■ EXERCISE DESCRIPTION:
Copy the following lines word for word, keeping every character and line break unchanged.

■ AVAILABLE RECORDS:
+===+

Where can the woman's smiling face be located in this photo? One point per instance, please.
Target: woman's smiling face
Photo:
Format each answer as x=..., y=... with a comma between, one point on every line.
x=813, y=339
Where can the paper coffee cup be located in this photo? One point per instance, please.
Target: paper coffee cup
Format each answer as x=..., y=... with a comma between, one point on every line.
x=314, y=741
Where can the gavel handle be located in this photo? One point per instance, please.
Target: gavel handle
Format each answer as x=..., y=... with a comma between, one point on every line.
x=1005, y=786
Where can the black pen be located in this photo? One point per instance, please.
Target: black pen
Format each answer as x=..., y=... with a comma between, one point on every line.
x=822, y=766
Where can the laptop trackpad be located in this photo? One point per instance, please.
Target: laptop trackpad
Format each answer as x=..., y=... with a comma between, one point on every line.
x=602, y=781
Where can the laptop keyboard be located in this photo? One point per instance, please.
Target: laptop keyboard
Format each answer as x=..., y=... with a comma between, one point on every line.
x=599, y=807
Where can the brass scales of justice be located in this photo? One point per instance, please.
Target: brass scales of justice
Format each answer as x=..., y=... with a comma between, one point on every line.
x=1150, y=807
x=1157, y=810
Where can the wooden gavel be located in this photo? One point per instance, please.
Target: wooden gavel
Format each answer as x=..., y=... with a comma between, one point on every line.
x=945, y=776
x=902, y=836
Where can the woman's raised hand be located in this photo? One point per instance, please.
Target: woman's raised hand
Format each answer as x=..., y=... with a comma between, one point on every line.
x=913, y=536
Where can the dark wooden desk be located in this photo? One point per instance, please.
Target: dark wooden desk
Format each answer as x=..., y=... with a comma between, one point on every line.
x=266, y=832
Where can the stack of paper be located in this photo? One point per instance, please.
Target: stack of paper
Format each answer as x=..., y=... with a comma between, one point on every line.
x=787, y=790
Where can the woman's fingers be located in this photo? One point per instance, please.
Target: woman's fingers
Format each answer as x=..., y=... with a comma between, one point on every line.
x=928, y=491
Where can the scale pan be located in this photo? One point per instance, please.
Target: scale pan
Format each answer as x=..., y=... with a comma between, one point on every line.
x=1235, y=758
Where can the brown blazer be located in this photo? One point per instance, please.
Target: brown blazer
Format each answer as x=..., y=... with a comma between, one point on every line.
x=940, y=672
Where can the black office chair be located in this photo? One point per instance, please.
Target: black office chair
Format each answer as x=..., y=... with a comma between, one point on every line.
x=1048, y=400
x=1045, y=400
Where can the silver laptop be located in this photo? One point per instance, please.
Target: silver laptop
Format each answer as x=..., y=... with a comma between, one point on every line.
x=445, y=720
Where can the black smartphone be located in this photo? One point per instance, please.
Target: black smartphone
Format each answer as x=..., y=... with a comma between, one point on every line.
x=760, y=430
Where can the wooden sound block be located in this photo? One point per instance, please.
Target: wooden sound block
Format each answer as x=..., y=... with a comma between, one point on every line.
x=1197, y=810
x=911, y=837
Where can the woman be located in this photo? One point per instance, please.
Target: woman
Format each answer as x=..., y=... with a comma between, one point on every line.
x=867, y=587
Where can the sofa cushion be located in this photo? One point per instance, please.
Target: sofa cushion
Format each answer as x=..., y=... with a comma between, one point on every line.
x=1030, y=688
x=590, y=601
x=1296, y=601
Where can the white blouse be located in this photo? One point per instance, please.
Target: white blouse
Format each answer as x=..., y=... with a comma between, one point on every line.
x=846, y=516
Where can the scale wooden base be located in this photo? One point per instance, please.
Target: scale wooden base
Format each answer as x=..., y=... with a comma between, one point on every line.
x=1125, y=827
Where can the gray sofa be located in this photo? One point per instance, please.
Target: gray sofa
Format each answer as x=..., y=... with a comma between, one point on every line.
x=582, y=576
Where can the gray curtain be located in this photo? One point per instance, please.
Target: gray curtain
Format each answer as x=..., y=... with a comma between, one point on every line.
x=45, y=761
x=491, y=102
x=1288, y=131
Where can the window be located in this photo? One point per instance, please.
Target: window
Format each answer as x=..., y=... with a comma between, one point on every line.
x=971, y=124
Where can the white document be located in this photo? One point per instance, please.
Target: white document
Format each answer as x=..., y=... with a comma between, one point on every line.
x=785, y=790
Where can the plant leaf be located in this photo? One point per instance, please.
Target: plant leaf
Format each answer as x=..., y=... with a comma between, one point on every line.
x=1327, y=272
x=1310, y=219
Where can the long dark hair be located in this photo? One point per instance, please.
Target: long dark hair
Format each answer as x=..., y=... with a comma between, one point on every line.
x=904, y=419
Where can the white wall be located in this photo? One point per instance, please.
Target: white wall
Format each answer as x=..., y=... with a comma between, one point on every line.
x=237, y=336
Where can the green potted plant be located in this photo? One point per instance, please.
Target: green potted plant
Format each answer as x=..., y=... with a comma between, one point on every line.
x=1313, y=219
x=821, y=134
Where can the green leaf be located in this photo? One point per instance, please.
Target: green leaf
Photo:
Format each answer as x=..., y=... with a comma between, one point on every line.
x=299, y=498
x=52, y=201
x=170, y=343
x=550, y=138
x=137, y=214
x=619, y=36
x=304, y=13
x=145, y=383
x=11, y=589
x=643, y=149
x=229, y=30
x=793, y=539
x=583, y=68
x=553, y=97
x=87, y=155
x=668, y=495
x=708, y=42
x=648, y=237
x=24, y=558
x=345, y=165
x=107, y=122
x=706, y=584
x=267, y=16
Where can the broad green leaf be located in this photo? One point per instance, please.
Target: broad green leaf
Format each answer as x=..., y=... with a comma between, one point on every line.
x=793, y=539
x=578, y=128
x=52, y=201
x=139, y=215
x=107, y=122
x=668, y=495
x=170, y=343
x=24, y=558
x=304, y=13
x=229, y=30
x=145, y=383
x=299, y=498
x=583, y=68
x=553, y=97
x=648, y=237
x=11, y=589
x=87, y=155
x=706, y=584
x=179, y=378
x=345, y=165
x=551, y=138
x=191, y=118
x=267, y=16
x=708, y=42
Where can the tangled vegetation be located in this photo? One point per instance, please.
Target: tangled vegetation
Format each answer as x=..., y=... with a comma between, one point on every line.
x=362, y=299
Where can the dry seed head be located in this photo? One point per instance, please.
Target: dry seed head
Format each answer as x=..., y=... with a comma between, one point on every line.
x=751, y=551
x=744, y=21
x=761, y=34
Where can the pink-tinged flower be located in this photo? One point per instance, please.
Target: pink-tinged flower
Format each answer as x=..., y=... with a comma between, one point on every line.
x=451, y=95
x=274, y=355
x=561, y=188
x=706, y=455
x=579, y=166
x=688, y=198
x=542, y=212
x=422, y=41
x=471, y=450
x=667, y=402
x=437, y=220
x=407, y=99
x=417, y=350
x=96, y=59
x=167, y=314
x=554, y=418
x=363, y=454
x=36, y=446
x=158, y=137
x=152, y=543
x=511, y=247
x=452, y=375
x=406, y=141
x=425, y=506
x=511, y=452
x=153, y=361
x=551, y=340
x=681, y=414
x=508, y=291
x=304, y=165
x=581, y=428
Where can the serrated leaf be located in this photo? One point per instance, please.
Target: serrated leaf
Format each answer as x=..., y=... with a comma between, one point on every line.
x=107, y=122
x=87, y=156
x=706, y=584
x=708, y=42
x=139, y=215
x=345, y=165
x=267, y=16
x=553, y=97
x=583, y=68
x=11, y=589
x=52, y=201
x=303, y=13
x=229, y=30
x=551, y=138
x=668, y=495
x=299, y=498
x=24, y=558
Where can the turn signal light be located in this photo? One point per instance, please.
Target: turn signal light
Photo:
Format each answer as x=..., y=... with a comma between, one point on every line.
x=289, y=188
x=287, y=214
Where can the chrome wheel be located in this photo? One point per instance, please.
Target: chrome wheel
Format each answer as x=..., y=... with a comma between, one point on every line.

+===+

■ OUTPUT FOR THIS EXERCISE:
Where can the woman's smiling face be located in this photo? One point per instance, please.
Target: woman's smiling face
Photo:
Format each answer as x=..., y=... with a comma between, one point on every line.
x=813, y=339
Where can the paper coffee cup be located in this photo? One point per instance, please.
Target: paper coffee cup
Format each answer as x=..., y=... with a comma between, one point on every line.
x=314, y=741
Where can the gavel handle be located in this photo? One point per instance, please.
Target: gavel handle
Format each answer as x=..., y=... with a comma between, one point on every line.
x=1005, y=786
Where can the black pen be located in this photo? One point per instance, please.
Target: black pen
Format each answer as x=..., y=... with a comma between, one point on every line.
x=822, y=766
Where can the laptop trackpad be located in this photo? One point per instance, please.
Target: laptop trackpad
Format each answer as x=..., y=... with a comma between, one point on every line.
x=602, y=781
Where can the laptop keyboard be located in this photo? One point per instance, please.
Target: laptop keyboard
Format each answer as x=..., y=... with a comma between, one point on every line.
x=599, y=807
Where can the brass scales of justice be located in this photo? One point per instance, please.
Target: brass scales of justice
Format each answer as x=..., y=... with a comma between, one point on every line.
x=1150, y=807
x=1157, y=810
Where can the wooden gavel be located in this photo? One point per instance, please.
Target: wooden gavel
Format each answer as x=..., y=... with a comma between, one point on every line.
x=945, y=776
x=902, y=836
Where can the woman's raised hand be located in this photo? One point per instance, please.
Target: woman's raised hand
Format each answer as x=..., y=... with a comma between, one point on every line.
x=913, y=536
Where can the dark wooden desk be located in this photo? One point per instance, please.
Target: dark wooden desk
Format each answer as x=..., y=... with a comma between, one point on every line.
x=266, y=832
Where can the stack of paper be located in this photo? One point per instance, please.
Target: stack of paper
Format each answer as x=..., y=... with a comma between, one point on every line.
x=787, y=790
Where can the woman's fingers be located in this photo? One point per instance, please.
Target: woman's fingers
Format each answer as x=..., y=... with a comma between, one point on every line.
x=928, y=491
Where can the scale pan be located in this photo? One point per instance, please.
Target: scale pan
Format each answer as x=..., y=... with a comma between, one point on every line.
x=1235, y=758
Where can the brown blazer be located in this photo? One point per instance, please.
Target: brown blazer
Format each answer as x=..., y=... with a comma between, one point on every line.
x=940, y=672
Where can the black office chair be located in this photo? One point per instance, please.
Target: black office chair
Format each answer as x=..., y=... with a comma between, one point on every line.
x=1048, y=400
x=1045, y=400
Where can the silver laptop be located in this photo? One point per instance, please.
Target: silver laptop
Format each answer as x=..., y=... with a comma between, one point on every line.
x=445, y=720
Where can the black smartphone be located in this photo? One point per instance, please.
Target: black smartphone
Format each answer as x=..., y=... with a comma between, one point on every line.
x=760, y=430
Where can the wooden sound block be located in this photo? One point per instance, please.
Target: wooden sound block
Format each answer as x=..., y=... with a comma between, one point on every line.
x=1197, y=810
x=911, y=837
Where can the woman be located in this photo? One point per instance, please.
Target: woman
Format each answer as x=..., y=... with a comma between, one point on every line.
x=867, y=587
Where can the sofa cushion be located in this photo? One point per instance, please.
Target: sofa cushion
Format each answer as x=..., y=... with a comma between, one point on every line.
x=1030, y=688
x=590, y=601
x=1296, y=601
Where can the white blouse be located in this photo? One point per instance, please.
Target: white blouse
Format each answer as x=..., y=... with a comma between, one point on every line.
x=846, y=516
Where can the scale wooden base be located in this photo? One point per instance, please.
Target: scale wooden base
Format each answer as x=..., y=... with a comma between, one point on every line.
x=1125, y=827
Where can the gray sofa be located in this photo? One point per instance, please.
Target: gray sofa
Format each answer as x=..., y=... with a comma between, one point on every line.
x=582, y=576
Where can the gray curtain be located in this photo? One point per instance, please.
Target: gray curtain
Format each answer as x=..., y=... with a comma between, one point on every line.
x=45, y=761
x=491, y=102
x=1288, y=131
Where can the window be located in this photo? One point per instance, please.
Target: window
Format each answer as x=..., y=... with a comma between, one point on every line.
x=971, y=124
Where can the white document be located in this photo? One point per instance, please.
Target: white document
Format each answer as x=..., y=... with a comma between, one point on every line.
x=785, y=790
Where can the plant leaf be located in this photo? One point per instance, please.
Target: plant leaf
Format each answer as x=..., y=... with a comma between, one point on every line.
x=1327, y=272
x=1310, y=219
Where can the long dark hair be located in this photo? One point per instance, please.
Target: long dark hair
Format each answer as x=..., y=... with a comma between, one point on every line.
x=904, y=419
Where can the white wall be located in this photo? One point per instance, please.
Target: white wall
Format each answer as x=..., y=... with a comma between, one point on every line.
x=237, y=336
Where can the green potted plant be located in this photo? One point per instance, please.
Target: green potted plant
Format each answer as x=..., y=... with a comma between, one point on every line.
x=1313, y=219
x=821, y=134
Where can the green leaf be located in this photo? One point per instance, please.
Target: green leaf
Photo:
Format each answer as x=..., y=... with a comma between, one point on every line.
x=299, y=498
x=52, y=201
x=170, y=343
x=550, y=138
x=137, y=214
x=619, y=36
x=304, y=13
x=145, y=383
x=11, y=589
x=643, y=149
x=229, y=30
x=793, y=539
x=583, y=68
x=553, y=97
x=87, y=155
x=668, y=495
x=708, y=42
x=648, y=237
x=24, y=558
x=345, y=165
x=107, y=122
x=706, y=584
x=267, y=16
Where can the broad green leaf be located in this photo? One point per instance, please.
Target: broad green leaf
Format each answer as x=..., y=... with a comma between, one point on every line.
x=793, y=539
x=578, y=128
x=52, y=201
x=139, y=215
x=107, y=122
x=668, y=495
x=170, y=343
x=24, y=558
x=304, y=13
x=229, y=30
x=145, y=383
x=299, y=498
x=583, y=68
x=553, y=97
x=648, y=237
x=11, y=589
x=87, y=155
x=706, y=584
x=179, y=378
x=345, y=165
x=551, y=138
x=191, y=118
x=267, y=16
x=708, y=42
Where can the tangled vegetation be located in this photo? One point per instance, please.
Target: tangled vegetation
Format each answer as x=..., y=... with a comma between, one point on every line.
x=362, y=299
Where can the dry seed head be located in this photo? One point per instance, please.
Target: dry seed head
Format each answer as x=..., y=... with a comma between, one point on every line.
x=751, y=551
x=744, y=21
x=761, y=34
Where can the pink-tinged flower be located in this photo? One point per instance, please.
Target: pink-tinged flower
Format each answer as x=..., y=... with a comma between, one point on every line.
x=451, y=95
x=274, y=355
x=561, y=188
x=706, y=455
x=579, y=166
x=688, y=198
x=542, y=212
x=422, y=41
x=471, y=450
x=667, y=402
x=437, y=220
x=407, y=99
x=417, y=350
x=96, y=59
x=167, y=314
x=554, y=418
x=363, y=454
x=36, y=446
x=158, y=137
x=152, y=543
x=511, y=247
x=452, y=375
x=406, y=141
x=425, y=506
x=511, y=452
x=153, y=361
x=551, y=340
x=681, y=414
x=508, y=291
x=304, y=165
x=581, y=428
Where can the serrated leaf be located in this photo? One point per instance, please.
Target: serrated leaf
Format each answer as x=..., y=... with a comma between, one point on every line.
x=107, y=122
x=87, y=156
x=706, y=584
x=708, y=42
x=139, y=215
x=345, y=165
x=267, y=16
x=553, y=97
x=583, y=68
x=11, y=589
x=52, y=201
x=303, y=13
x=229, y=30
x=551, y=138
x=668, y=495
x=299, y=498
x=24, y=558
Where can the turn signal light be located in this photo? One point per instance, please.
Target: turn signal light
Photo:
Format each answer as x=..., y=... with a comma between, one point on every line.
x=289, y=188
x=287, y=214
Where can the chrome wheel be located in this photo? One point per instance, please.
Target: chrome wheel
Format each answer as x=..., y=... with a comma between, one point on every line.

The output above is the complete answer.